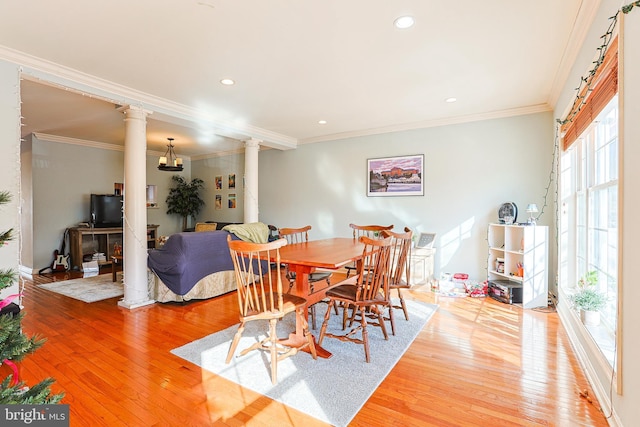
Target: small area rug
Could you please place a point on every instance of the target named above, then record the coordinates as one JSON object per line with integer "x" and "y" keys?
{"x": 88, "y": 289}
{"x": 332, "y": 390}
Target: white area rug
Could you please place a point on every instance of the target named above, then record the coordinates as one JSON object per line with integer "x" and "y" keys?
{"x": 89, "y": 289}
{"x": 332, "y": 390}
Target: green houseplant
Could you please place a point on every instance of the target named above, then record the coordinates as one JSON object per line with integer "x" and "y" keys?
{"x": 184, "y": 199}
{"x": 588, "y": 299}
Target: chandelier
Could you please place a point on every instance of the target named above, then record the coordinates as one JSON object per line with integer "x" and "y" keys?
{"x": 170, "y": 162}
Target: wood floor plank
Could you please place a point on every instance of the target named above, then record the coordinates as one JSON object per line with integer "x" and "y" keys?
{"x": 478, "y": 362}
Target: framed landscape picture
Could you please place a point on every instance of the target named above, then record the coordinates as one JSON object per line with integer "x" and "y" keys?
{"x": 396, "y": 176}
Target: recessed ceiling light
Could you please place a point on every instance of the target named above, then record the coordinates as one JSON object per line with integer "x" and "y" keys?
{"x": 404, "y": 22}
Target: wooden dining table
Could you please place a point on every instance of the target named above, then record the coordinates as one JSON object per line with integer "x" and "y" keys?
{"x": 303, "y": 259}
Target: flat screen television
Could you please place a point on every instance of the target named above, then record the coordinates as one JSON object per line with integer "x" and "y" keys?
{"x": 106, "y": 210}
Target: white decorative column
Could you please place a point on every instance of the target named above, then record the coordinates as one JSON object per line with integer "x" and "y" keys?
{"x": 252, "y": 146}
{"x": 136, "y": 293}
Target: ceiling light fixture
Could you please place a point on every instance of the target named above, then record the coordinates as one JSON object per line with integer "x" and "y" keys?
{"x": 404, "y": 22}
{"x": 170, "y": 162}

• • • •

**Directions:**
Make an exact copy of all entries above, dropping the images.

**Correct response:**
Target: small area rug
Could you please place a point on every instance of the target named above, then record the coordinates as one JSON object per line with integer "x" and "y" keys?
{"x": 88, "y": 289}
{"x": 332, "y": 390}
Target: white area rug
Could you please place a point on every instance of the target named above, then record the coordinates as one JSON object per line with integer "x" and "y" keys?
{"x": 89, "y": 289}
{"x": 332, "y": 390}
Target: green houseplant
Could you please place a point on every instance of the target named above, then record the coordinates as one JSON object per line with integer "x" and "y" keys?
{"x": 184, "y": 199}
{"x": 588, "y": 299}
Target: chandelier
Could you please place a point on every instance of the target named above, then record the coordinates as one JSON object per line with integer "x" and "y" keys?
{"x": 170, "y": 162}
Target: wood floor plank
Could you please place a point on every instance of the target named above, then record the coordinates as one JSON object per line with integer "x" and "y" keys?
{"x": 478, "y": 362}
Target: framed landscape picture
Could you please place a point on every instance of the target named above, then record the coordinates as one JSON object per line with integer "x" and "y" keys?
{"x": 396, "y": 176}
Target: recessed ceiling light
Could you please place a point on every instance of the target named above, then record the coordinates as one JSON object per line with integer "x" and "y" keys?
{"x": 404, "y": 22}
Target: wooden dining table
Could you please place a point on every instance of the target named above, then record the coordinates as one JSON object per line with integer "x" and "y" keys?
{"x": 303, "y": 259}
Target: flat screen television
Could you please place a point on every instance of the target named above, then record the coordinates as one JSON object per line with integer "x" and "y" keys?
{"x": 106, "y": 210}
Target: white decorative column
Could you please place a point on every instance of the target named above, then record the coordinates as one JSON object per line with integer "x" and "y" keys?
{"x": 252, "y": 146}
{"x": 136, "y": 293}
Target: ceiling light fixture
Could you please place a point on every instance of the target named above, then record the coordinates as one JSON object per line with integer "x" and "y" keys?
{"x": 404, "y": 22}
{"x": 170, "y": 162}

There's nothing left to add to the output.